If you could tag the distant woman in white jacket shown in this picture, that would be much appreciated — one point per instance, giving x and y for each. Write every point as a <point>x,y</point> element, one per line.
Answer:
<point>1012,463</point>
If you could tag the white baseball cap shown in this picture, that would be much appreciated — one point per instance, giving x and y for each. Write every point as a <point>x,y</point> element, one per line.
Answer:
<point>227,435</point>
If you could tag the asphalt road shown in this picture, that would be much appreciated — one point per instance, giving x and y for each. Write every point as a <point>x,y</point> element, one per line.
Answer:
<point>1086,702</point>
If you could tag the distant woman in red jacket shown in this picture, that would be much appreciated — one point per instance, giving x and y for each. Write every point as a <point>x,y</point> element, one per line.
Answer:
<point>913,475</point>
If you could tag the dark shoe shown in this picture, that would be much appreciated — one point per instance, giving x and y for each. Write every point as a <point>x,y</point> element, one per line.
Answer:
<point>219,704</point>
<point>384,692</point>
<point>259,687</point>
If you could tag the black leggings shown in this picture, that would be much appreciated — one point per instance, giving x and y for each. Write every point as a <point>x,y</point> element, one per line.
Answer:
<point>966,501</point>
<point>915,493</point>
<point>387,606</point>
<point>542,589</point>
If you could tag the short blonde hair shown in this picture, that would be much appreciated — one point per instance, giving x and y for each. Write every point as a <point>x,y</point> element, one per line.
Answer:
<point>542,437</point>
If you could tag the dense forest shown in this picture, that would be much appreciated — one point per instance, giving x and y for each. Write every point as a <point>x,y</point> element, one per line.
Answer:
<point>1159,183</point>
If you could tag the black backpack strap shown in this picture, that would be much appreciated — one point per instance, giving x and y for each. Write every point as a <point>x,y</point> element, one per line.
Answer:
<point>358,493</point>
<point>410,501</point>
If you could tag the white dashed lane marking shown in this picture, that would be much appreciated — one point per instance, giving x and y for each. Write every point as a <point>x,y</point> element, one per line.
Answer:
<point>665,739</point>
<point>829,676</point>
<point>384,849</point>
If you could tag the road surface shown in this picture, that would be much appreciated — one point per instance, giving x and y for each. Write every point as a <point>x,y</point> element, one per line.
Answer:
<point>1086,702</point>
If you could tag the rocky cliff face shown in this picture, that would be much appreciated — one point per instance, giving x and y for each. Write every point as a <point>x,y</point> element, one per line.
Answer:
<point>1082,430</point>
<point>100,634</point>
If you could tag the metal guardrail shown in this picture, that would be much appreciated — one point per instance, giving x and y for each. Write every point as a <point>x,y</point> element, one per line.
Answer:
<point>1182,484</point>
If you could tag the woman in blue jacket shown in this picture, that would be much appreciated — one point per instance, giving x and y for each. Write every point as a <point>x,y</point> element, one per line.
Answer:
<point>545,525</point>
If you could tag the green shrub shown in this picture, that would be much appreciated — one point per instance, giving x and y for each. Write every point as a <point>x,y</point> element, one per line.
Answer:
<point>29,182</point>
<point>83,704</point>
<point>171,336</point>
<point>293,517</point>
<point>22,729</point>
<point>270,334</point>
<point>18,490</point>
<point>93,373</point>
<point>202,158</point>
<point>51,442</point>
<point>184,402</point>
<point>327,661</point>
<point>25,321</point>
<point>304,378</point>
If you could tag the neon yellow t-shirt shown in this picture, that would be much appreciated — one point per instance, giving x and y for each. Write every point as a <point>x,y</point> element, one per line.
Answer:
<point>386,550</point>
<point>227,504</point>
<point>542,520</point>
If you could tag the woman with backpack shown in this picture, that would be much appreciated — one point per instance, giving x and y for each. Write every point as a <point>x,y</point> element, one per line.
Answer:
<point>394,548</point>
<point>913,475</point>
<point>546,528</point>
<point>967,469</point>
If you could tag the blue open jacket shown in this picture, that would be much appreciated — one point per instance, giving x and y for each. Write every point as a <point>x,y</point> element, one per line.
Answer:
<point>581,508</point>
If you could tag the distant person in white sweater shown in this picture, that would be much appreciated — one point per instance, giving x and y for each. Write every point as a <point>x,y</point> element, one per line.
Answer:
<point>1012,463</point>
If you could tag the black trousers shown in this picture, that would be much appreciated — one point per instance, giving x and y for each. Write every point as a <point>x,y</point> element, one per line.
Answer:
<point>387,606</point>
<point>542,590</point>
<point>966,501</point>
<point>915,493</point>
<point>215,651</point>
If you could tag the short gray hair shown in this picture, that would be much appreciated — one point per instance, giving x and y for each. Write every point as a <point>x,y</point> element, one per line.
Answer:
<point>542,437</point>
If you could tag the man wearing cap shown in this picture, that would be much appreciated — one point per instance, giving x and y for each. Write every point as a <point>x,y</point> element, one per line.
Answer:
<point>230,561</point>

* * *

» GOAL
Could you write out again only the data above between the lines holding "If you could tag the metal" and "<point>304,378</point>", inclusive, with the requests unchanged and every coordinate in the answers adjusted by -72?

» FULL ANSWER
If you could tag the metal guardrail shown in this picture, that would be much appreciated — one point per instance, giving x and y for each. Write every point as a <point>x,y</point> element, one per line.
Answer:
<point>1110,412</point>
If you could tag the woman in blue jacket shown in this picture, that would be much appreciated — one point per instance, giving x and y for each. Write every point as a <point>x,y</point> element, one per line.
Answer:
<point>473,453</point>
If you could tag the green shrub shown in this picture, that would be much appreciated — one point per instance, giving x and y for each. Write every point as a <point>x,y</point> element, one per line.
Answer:
<point>-43,110</point>
<point>11,632</point>
<point>99,264</point>
<point>221,445</point>
<point>-50,657</point>
<point>198,262</point>
<point>-54,418</point>
<point>21,301</point>
<point>130,86</point>
<point>-21,370</point>
<point>112,330</point>
<point>255,589</point>
<point>-47,249</point>
<point>232,306</point>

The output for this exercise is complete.